── THE RECORDS ──

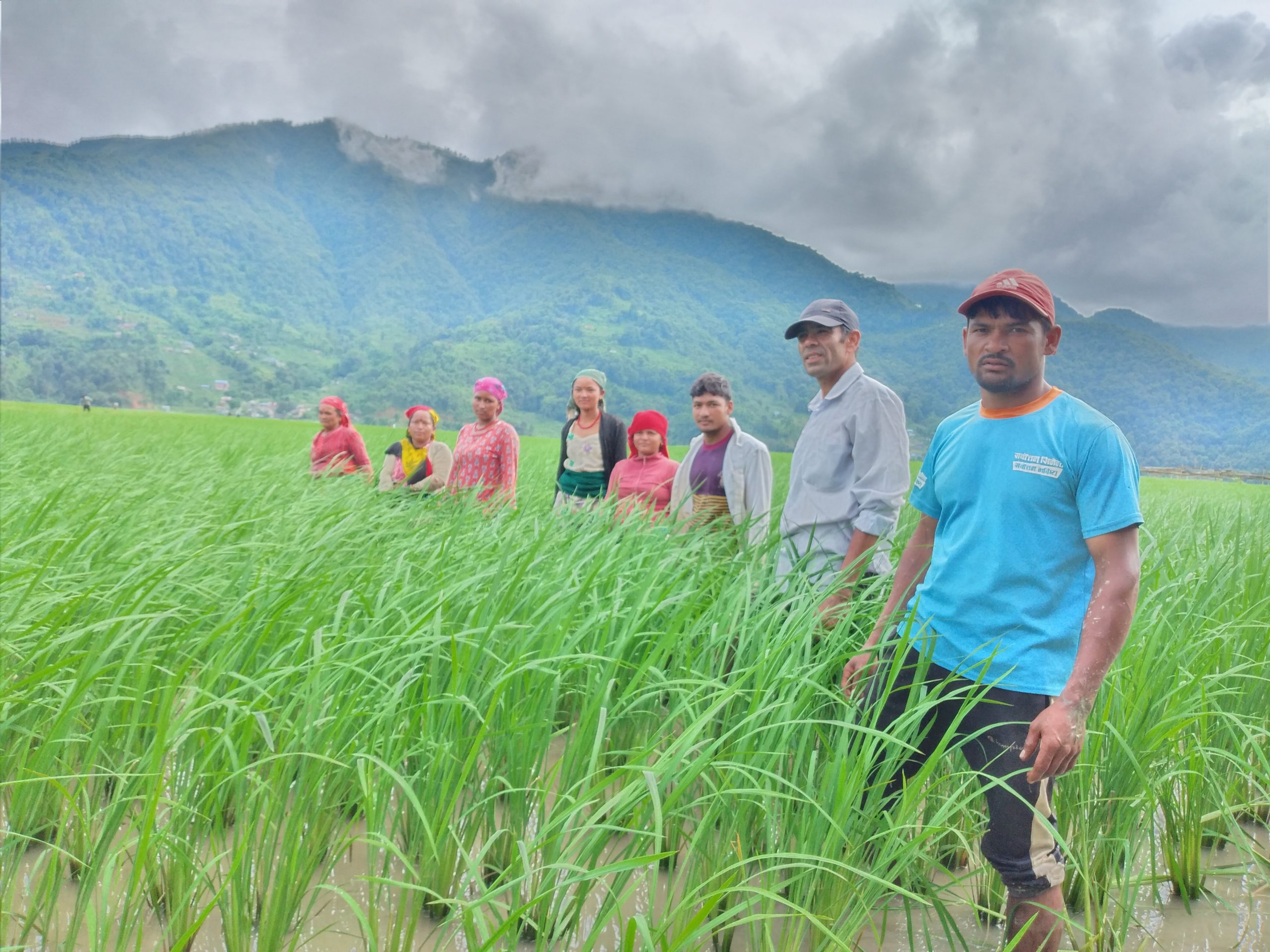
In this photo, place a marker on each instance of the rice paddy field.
(244, 710)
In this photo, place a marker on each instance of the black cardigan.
(613, 445)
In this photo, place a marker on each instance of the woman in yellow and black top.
(420, 461)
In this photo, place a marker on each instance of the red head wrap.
(648, 420)
(339, 408)
(413, 411)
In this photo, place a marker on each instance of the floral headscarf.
(434, 414)
(495, 388)
(648, 420)
(339, 408)
(591, 373)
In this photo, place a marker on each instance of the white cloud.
(1119, 149)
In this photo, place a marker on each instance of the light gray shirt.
(850, 472)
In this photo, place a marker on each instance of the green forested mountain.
(287, 261)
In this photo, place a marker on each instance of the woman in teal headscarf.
(591, 445)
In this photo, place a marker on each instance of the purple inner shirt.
(706, 473)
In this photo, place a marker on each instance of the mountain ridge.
(290, 268)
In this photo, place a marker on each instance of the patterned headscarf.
(339, 408)
(591, 373)
(434, 414)
(648, 420)
(495, 388)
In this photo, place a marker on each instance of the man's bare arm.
(853, 567)
(908, 575)
(1058, 733)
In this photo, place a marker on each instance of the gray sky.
(1118, 148)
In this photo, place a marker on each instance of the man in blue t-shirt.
(1025, 568)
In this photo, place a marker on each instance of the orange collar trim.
(1012, 412)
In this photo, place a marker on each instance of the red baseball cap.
(1014, 282)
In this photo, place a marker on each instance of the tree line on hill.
(276, 258)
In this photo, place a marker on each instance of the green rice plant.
(225, 681)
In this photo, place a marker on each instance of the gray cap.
(828, 313)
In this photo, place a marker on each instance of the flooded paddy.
(247, 711)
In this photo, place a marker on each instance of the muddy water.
(1234, 916)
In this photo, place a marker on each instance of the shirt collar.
(838, 389)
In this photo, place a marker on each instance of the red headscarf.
(339, 408)
(648, 420)
(413, 411)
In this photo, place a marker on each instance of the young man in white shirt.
(850, 468)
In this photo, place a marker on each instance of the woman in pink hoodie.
(643, 480)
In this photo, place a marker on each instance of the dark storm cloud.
(1127, 167)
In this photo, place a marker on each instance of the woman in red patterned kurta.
(488, 451)
(338, 448)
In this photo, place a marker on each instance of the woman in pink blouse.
(338, 448)
(643, 480)
(488, 451)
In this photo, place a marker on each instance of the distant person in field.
(487, 452)
(418, 461)
(850, 468)
(338, 448)
(642, 481)
(727, 474)
(1025, 568)
(591, 445)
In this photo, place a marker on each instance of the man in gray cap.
(850, 468)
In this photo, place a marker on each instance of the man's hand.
(833, 607)
(856, 670)
(1057, 738)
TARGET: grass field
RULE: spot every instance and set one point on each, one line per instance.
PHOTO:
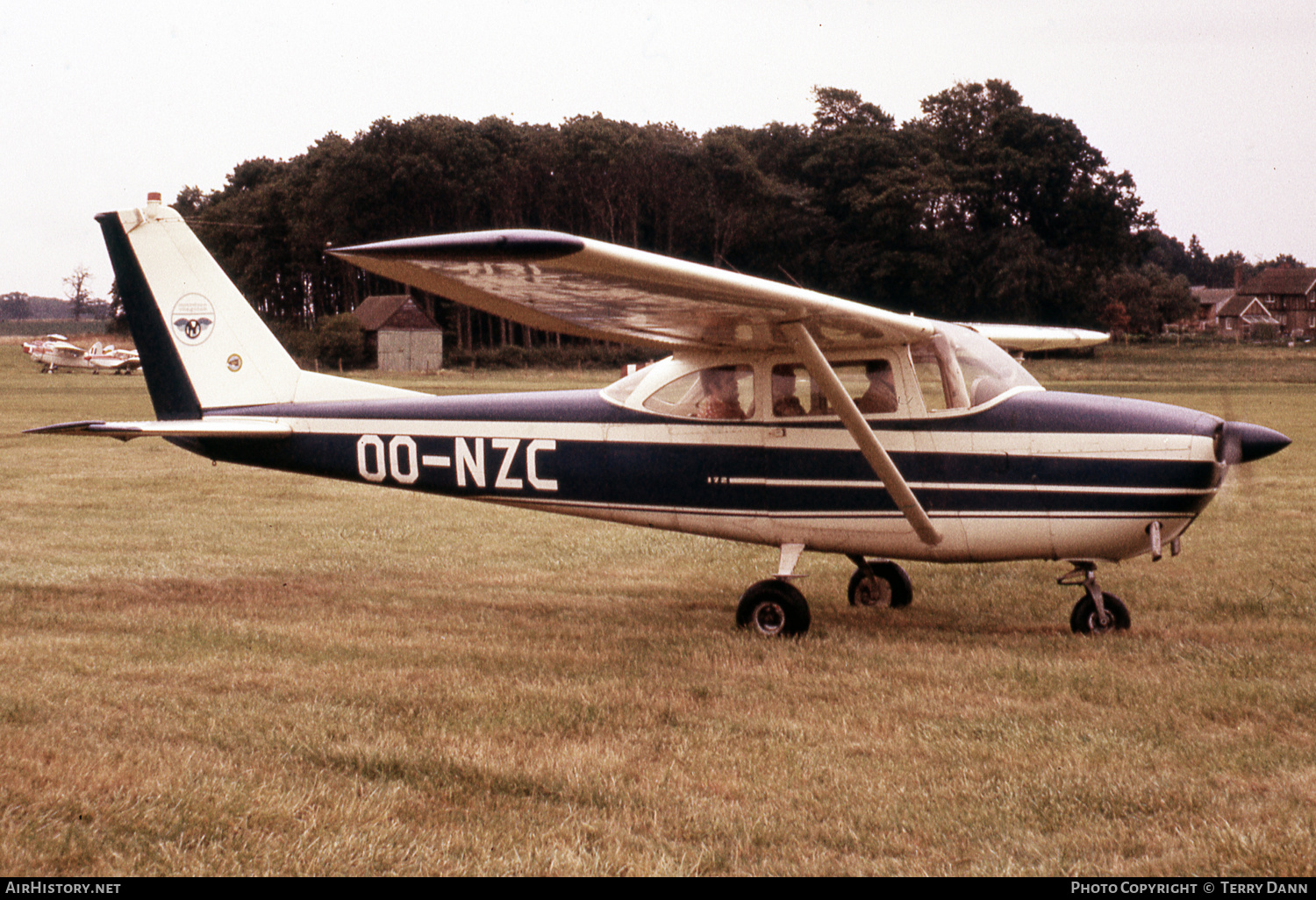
(216, 670)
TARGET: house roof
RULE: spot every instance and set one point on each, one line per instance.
(1211, 296)
(1249, 308)
(1281, 281)
(395, 311)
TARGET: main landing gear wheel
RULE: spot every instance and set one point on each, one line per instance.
(1084, 620)
(879, 583)
(1097, 612)
(774, 608)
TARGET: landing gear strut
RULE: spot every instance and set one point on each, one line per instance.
(1097, 612)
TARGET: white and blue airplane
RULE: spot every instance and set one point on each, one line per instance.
(782, 416)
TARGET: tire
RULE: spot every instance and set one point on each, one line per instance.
(773, 608)
(890, 586)
(1084, 618)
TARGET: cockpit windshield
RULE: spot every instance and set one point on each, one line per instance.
(989, 371)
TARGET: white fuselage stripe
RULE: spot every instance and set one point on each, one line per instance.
(1097, 445)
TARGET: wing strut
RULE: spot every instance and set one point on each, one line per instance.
(860, 431)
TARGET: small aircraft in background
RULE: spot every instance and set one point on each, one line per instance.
(55, 352)
(782, 418)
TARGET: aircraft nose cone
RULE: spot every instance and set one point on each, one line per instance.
(1242, 442)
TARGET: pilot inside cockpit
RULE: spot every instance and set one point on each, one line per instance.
(881, 396)
(723, 394)
(784, 400)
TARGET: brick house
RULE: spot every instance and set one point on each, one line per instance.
(1289, 295)
(1240, 313)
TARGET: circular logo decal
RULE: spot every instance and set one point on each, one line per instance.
(192, 318)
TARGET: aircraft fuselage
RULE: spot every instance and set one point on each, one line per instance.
(1033, 475)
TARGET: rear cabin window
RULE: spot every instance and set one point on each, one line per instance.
(871, 384)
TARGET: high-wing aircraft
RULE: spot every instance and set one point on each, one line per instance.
(782, 416)
(55, 352)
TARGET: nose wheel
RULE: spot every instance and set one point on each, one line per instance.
(1097, 612)
(879, 583)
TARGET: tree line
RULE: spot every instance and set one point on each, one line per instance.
(979, 208)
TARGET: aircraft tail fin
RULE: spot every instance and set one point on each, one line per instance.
(202, 344)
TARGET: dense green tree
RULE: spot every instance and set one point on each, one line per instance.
(979, 208)
(15, 305)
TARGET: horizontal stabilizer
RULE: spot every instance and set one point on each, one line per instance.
(1020, 339)
(218, 426)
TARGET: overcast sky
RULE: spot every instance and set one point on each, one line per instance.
(1210, 105)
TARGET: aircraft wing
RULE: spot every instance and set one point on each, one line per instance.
(1037, 337)
(215, 426)
(576, 286)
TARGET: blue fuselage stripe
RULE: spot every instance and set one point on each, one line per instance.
(737, 478)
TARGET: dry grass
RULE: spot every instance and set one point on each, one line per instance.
(216, 670)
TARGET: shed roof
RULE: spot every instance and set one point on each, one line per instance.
(395, 311)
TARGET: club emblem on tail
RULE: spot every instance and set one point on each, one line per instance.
(192, 318)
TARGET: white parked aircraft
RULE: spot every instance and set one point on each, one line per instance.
(783, 416)
(55, 352)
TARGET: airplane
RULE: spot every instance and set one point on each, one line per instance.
(55, 352)
(108, 358)
(782, 416)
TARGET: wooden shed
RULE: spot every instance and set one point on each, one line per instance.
(400, 337)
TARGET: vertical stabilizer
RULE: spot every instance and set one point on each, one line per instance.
(202, 344)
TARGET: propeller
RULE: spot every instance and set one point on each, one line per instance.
(1240, 442)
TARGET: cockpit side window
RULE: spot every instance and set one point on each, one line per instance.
(718, 392)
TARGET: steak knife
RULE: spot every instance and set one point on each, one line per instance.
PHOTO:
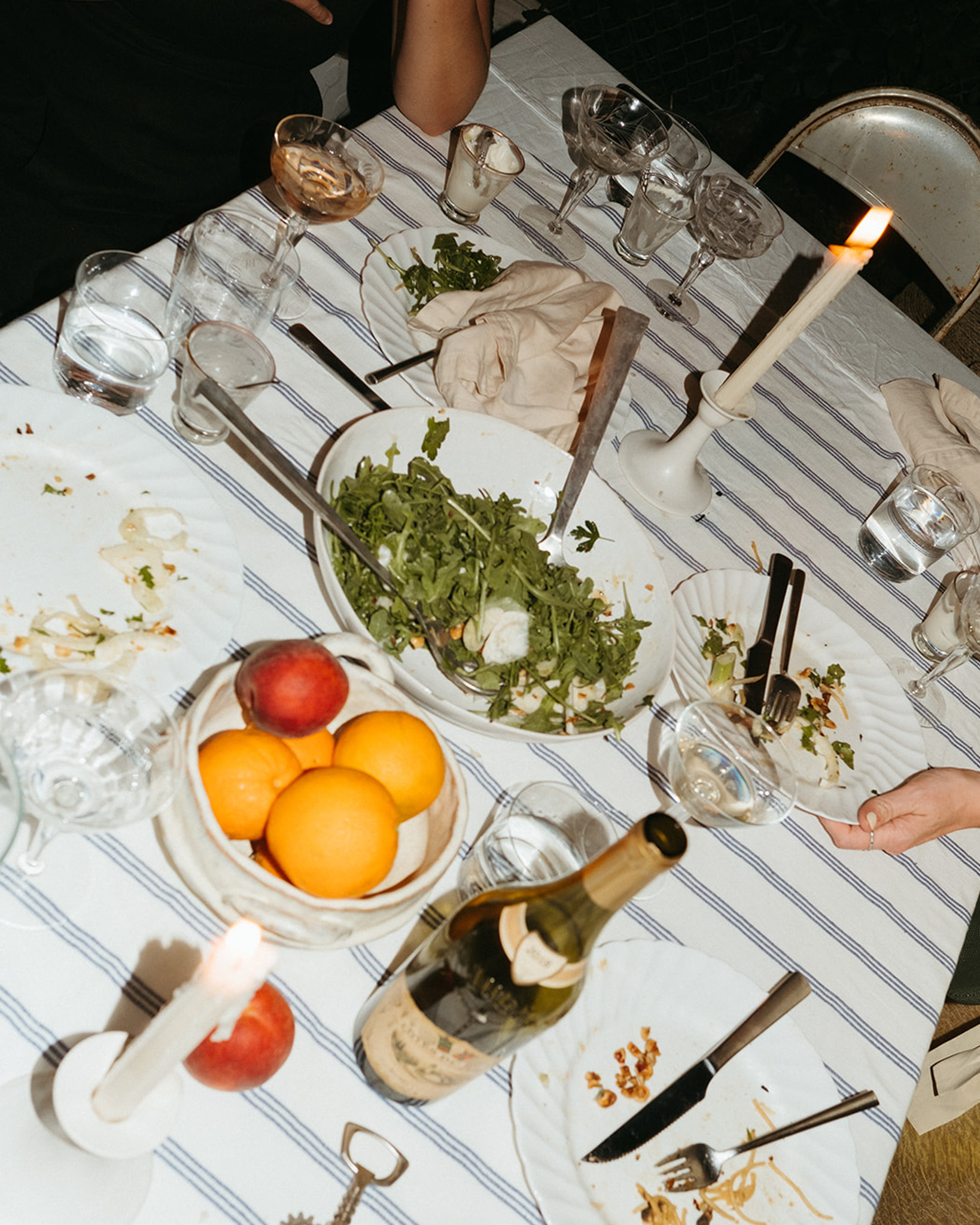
(315, 347)
(690, 1088)
(760, 654)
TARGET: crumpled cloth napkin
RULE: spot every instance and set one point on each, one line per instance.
(939, 425)
(949, 1084)
(525, 347)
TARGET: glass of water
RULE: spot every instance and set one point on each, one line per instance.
(923, 519)
(728, 767)
(543, 833)
(123, 324)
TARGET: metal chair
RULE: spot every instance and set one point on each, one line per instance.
(914, 154)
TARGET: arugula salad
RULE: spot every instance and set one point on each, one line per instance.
(455, 266)
(814, 726)
(540, 633)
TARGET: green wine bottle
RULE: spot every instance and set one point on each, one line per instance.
(500, 969)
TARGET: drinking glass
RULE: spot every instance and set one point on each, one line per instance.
(923, 519)
(235, 359)
(227, 271)
(964, 640)
(485, 161)
(728, 767)
(619, 134)
(324, 172)
(124, 321)
(546, 832)
(733, 221)
(91, 754)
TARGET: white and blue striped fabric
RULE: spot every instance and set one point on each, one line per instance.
(876, 936)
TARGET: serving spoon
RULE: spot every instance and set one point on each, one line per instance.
(628, 331)
(436, 633)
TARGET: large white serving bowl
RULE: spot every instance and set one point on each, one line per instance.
(221, 873)
(484, 453)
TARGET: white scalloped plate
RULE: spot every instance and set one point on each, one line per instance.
(882, 728)
(386, 305)
(50, 550)
(689, 1001)
(485, 453)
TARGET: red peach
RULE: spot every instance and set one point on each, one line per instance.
(291, 689)
(257, 1048)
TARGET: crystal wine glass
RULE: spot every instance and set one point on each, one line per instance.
(619, 134)
(733, 221)
(728, 767)
(91, 754)
(324, 172)
(967, 630)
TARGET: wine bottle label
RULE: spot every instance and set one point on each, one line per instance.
(415, 1056)
(532, 959)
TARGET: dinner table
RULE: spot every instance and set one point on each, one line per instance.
(878, 936)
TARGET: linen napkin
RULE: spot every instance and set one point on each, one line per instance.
(525, 347)
(949, 1084)
(939, 425)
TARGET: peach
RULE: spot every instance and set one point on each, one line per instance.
(291, 689)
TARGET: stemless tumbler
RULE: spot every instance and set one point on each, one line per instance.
(923, 519)
(123, 325)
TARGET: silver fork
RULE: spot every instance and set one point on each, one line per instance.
(436, 635)
(783, 700)
(700, 1165)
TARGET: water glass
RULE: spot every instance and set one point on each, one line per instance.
(728, 767)
(546, 832)
(485, 161)
(124, 322)
(230, 270)
(230, 356)
(923, 519)
(658, 210)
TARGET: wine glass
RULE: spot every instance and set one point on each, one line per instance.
(90, 754)
(324, 172)
(732, 221)
(619, 134)
(728, 767)
(966, 629)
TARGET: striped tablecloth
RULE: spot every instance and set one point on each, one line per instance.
(876, 936)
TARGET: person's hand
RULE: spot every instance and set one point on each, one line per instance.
(315, 10)
(930, 804)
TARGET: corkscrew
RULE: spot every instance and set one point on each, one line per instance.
(363, 1177)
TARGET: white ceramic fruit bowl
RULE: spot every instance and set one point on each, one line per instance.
(220, 871)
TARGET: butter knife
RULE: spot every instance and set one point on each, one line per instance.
(315, 347)
(690, 1088)
(760, 654)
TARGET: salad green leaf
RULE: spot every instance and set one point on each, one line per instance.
(455, 266)
(458, 554)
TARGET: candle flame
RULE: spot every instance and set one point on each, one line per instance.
(871, 227)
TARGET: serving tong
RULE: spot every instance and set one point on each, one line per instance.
(700, 1165)
(436, 633)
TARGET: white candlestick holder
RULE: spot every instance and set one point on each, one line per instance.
(60, 1160)
(668, 473)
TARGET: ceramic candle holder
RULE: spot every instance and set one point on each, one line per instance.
(669, 474)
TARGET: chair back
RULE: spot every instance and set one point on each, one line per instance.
(914, 154)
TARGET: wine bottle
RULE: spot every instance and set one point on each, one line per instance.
(501, 968)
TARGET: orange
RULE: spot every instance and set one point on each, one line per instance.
(313, 750)
(243, 771)
(398, 750)
(333, 832)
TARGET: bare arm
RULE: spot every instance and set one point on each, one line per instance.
(442, 56)
(930, 804)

───

INSTRUCTIONS FOR THE TASK
Start with the line above that contains "TARGET: wine bottle label" and stop after the line that contains "TARGET: striped tablecloth". Output those lines exactly, and only those.

SOLVED PROBLEM
TARGET: wine bottle label
RULE: spot every instance and set one point on each, one line per instance.
(415, 1056)
(532, 959)
TARGET: dinner table
RULE: spot every instance and set one point on each, one line per instance.
(878, 936)
TARGET: linen napkin
RULE: spot every instance and set one point on each, one line per instance.
(525, 347)
(949, 1084)
(939, 425)
TARGET: peach
RULE: spot every instance and set one point on each, one line per instance.
(291, 689)
TARGET: stemless tumbler
RULE: spot every instance and set one point on each, one line per instance.
(923, 519)
(123, 325)
TARGET: silver fork
RULE: spot every instance and set one point on each, one line per instance.
(436, 635)
(783, 700)
(700, 1165)
TARGET: water glass
RULE: spot every instance and set one point on each, one line per instance.
(728, 767)
(546, 832)
(485, 161)
(124, 322)
(230, 270)
(230, 356)
(923, 519)
(658, 210)
TARGET: wine glass
RULE: spot every instance and set one point on each, one line per instance.
(90, 754)
(324, 172)
(732, 221)
(619, 134)
(728, 767)
(966, 629)
TARGET: striped tablecloth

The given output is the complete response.